Exercise objective: Filter the listing below and copy out every line that contains the word "white". Treat the match as case-sensitive.

Excerpts of bounding-box data:
/---

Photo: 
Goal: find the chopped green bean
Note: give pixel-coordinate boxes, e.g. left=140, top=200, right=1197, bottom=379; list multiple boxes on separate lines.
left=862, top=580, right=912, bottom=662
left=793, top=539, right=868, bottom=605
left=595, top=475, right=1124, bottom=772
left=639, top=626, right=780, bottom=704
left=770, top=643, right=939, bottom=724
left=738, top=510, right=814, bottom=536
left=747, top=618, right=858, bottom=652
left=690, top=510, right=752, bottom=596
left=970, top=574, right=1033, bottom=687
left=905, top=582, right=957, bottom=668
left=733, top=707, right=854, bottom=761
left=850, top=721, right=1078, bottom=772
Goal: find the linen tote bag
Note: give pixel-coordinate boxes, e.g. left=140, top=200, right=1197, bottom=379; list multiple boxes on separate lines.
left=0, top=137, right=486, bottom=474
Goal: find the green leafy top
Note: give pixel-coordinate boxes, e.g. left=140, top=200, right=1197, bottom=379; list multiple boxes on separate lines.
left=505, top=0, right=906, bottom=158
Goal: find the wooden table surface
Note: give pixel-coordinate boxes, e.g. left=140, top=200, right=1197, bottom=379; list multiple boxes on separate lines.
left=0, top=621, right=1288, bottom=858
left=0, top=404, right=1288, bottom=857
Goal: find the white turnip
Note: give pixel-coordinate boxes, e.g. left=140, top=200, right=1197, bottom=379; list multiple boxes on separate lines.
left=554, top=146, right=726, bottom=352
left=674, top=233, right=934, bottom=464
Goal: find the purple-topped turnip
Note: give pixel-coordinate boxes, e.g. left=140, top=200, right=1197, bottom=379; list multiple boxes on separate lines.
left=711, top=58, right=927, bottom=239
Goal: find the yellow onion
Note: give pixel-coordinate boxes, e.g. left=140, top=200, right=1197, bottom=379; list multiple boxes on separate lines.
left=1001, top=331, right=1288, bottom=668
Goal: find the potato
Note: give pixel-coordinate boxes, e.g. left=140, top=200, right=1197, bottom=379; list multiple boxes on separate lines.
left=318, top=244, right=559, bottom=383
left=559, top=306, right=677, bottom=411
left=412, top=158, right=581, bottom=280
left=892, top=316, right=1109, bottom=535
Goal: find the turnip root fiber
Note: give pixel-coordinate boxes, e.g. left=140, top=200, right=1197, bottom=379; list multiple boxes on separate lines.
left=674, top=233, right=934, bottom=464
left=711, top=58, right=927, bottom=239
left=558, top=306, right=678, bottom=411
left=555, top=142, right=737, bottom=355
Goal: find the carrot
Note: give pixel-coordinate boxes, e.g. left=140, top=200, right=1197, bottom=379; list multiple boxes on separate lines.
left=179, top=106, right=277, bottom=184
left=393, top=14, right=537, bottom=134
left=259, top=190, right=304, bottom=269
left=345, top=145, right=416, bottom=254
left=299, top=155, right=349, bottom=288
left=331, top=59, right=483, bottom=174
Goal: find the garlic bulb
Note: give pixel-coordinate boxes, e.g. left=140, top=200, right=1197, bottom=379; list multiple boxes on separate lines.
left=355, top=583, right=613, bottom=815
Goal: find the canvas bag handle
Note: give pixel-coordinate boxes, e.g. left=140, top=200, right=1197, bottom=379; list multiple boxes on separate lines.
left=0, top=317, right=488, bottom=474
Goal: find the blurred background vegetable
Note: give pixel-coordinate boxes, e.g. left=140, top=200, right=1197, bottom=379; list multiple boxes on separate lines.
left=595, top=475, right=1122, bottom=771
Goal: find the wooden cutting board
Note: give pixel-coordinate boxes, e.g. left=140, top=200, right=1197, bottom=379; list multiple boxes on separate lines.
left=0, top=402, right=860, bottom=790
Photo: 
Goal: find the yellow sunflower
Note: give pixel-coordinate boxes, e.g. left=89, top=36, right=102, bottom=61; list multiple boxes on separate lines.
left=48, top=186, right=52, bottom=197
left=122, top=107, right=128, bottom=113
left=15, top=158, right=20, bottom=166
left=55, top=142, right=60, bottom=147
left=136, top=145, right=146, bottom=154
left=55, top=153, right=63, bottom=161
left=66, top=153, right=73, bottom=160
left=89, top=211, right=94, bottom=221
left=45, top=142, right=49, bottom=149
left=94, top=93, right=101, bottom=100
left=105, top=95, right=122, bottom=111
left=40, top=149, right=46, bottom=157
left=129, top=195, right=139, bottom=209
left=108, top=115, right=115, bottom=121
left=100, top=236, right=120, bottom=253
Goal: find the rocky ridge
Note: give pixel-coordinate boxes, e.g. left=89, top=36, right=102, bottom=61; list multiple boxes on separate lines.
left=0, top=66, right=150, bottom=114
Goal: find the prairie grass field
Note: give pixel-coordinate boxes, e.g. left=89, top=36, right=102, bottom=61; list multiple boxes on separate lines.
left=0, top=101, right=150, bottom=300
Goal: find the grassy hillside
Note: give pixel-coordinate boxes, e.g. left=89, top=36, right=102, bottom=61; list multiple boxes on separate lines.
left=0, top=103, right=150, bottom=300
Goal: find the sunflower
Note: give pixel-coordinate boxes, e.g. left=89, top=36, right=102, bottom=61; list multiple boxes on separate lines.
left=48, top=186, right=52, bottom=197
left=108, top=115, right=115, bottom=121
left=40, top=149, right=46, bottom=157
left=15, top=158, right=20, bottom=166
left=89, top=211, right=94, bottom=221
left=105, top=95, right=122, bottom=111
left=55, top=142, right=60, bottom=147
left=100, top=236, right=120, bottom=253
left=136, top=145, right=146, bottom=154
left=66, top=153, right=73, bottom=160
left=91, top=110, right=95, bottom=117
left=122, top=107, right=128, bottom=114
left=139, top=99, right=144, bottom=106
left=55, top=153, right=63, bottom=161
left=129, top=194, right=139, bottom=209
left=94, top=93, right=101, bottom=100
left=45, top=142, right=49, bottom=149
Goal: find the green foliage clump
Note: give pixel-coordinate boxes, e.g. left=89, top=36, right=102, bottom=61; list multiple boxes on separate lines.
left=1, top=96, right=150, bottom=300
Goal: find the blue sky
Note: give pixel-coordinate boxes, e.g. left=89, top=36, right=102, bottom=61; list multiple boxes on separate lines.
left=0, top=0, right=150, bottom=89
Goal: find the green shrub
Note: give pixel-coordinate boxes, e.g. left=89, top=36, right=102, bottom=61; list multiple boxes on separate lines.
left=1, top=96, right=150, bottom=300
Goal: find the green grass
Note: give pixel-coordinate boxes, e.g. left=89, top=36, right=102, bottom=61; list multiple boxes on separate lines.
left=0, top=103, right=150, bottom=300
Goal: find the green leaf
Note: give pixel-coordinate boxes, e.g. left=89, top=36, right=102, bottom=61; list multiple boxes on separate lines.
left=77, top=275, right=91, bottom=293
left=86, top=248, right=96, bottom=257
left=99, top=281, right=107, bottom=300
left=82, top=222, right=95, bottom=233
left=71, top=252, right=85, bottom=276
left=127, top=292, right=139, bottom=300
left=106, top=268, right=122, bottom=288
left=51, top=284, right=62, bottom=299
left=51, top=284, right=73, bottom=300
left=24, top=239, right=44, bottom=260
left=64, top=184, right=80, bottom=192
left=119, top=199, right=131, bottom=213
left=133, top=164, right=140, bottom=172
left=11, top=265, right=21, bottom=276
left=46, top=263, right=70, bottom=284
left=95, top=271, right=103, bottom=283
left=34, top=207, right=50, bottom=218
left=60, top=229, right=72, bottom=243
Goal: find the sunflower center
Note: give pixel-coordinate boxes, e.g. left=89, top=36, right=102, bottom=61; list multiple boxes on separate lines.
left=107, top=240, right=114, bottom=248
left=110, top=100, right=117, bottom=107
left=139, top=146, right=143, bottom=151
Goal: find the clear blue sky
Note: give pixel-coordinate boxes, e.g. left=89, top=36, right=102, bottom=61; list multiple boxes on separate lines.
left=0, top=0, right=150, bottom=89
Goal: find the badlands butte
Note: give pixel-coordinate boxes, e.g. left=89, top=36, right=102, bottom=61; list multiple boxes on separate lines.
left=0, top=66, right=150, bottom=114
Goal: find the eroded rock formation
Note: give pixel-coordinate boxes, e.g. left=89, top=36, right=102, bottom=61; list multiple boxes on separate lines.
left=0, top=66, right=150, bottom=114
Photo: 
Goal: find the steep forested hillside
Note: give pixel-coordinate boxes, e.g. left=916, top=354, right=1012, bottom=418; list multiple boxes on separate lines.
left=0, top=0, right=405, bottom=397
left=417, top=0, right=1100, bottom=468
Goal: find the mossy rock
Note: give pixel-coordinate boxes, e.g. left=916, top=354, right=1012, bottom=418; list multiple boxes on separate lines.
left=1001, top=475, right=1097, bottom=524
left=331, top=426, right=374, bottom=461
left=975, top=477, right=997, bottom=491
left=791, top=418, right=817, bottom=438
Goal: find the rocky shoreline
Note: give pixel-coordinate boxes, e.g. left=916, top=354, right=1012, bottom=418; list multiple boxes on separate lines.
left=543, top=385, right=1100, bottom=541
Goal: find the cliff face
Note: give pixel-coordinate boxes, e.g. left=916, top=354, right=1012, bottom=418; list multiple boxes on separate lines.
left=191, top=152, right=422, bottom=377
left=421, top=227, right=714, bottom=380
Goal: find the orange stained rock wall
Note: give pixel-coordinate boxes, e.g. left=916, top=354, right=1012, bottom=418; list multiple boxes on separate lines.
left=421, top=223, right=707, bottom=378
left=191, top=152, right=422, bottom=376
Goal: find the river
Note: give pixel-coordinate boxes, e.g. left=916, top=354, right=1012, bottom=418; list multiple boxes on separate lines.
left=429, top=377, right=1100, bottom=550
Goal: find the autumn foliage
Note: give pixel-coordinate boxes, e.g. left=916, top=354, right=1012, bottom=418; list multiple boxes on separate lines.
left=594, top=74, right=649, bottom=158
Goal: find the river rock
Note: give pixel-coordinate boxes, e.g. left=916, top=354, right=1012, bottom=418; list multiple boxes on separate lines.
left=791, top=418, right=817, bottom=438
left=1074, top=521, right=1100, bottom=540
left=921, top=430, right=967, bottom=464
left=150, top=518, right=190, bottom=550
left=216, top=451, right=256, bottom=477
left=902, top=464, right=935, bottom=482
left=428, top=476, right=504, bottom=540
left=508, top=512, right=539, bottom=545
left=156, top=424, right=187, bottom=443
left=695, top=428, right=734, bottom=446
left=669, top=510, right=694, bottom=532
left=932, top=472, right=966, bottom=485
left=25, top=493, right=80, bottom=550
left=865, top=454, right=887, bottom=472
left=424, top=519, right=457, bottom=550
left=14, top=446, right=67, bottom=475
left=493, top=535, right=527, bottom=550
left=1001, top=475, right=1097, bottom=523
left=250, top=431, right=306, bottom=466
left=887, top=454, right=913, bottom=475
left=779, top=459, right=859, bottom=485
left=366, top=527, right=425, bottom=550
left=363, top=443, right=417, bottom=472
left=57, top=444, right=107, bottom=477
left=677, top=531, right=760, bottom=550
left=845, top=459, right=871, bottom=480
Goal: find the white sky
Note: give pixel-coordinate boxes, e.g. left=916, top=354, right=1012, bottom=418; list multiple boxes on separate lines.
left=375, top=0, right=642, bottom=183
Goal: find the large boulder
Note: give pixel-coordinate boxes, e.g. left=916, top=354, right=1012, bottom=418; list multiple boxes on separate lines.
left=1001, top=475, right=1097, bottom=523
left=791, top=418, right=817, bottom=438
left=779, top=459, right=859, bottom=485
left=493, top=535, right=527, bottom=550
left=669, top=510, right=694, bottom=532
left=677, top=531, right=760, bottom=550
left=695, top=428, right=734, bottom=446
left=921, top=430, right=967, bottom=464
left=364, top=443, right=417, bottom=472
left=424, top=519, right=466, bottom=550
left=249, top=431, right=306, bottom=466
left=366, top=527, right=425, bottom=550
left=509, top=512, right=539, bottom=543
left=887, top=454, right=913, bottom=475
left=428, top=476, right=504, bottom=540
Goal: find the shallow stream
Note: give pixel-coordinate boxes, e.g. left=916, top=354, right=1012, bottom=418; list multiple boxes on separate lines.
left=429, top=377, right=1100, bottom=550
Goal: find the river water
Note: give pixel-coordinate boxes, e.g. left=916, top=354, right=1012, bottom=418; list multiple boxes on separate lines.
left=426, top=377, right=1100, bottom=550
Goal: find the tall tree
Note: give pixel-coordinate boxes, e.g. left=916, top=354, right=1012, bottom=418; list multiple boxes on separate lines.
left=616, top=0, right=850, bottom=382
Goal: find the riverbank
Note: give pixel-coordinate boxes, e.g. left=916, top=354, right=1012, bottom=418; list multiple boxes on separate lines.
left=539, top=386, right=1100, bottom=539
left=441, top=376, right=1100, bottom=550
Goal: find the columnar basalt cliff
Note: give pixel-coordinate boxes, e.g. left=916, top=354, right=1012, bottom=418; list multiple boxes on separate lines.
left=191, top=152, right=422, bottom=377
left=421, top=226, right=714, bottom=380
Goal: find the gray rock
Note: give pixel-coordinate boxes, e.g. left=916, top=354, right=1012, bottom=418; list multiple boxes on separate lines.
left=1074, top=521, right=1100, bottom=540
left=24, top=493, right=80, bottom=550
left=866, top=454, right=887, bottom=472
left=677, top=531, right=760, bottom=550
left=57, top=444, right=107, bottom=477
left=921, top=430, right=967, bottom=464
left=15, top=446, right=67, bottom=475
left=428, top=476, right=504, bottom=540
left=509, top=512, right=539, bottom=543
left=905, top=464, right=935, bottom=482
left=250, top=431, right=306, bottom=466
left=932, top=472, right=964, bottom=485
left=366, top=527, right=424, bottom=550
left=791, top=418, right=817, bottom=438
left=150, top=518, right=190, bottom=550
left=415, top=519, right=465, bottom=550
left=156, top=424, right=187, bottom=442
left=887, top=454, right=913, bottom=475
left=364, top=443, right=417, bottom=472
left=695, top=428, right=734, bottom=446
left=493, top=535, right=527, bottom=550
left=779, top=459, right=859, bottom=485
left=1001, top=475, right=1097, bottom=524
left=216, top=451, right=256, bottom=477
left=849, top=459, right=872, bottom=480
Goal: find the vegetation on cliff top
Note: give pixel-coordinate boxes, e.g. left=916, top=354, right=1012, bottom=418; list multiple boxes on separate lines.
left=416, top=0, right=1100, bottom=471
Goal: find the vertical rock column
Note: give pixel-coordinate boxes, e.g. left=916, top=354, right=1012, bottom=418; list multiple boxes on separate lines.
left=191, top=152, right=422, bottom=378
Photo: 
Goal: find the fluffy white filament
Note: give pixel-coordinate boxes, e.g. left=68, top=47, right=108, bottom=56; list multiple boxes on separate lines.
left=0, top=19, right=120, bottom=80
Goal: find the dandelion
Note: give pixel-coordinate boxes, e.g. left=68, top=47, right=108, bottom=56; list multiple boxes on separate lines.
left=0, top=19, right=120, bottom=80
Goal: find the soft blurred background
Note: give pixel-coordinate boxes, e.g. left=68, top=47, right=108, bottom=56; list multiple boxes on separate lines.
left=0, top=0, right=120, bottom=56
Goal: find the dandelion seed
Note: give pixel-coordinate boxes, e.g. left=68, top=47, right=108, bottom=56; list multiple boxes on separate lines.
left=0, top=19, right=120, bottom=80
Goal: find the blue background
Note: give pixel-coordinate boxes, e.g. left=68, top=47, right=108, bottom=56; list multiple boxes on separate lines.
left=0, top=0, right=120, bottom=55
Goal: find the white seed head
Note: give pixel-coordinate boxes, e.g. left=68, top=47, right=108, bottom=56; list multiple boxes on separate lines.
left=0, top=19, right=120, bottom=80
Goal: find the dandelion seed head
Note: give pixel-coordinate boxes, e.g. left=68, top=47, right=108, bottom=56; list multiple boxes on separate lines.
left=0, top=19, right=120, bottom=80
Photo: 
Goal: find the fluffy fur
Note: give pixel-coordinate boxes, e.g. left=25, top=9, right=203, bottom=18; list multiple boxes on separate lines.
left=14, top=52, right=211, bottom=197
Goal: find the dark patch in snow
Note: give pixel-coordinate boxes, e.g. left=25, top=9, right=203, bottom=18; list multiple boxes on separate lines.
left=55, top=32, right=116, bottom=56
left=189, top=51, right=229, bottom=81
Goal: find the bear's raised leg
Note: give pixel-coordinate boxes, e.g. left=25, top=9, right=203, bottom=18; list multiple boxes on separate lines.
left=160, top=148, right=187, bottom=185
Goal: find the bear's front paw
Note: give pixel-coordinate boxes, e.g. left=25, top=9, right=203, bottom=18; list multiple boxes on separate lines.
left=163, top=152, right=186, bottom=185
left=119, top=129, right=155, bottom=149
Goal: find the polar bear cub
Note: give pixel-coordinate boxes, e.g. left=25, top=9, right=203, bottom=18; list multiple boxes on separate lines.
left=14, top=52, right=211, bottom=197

\---

Expected output:
Goal: find the white turnip
Goal: find the white sky
Goal: find the fluffy white filament
Goal: find the white seed head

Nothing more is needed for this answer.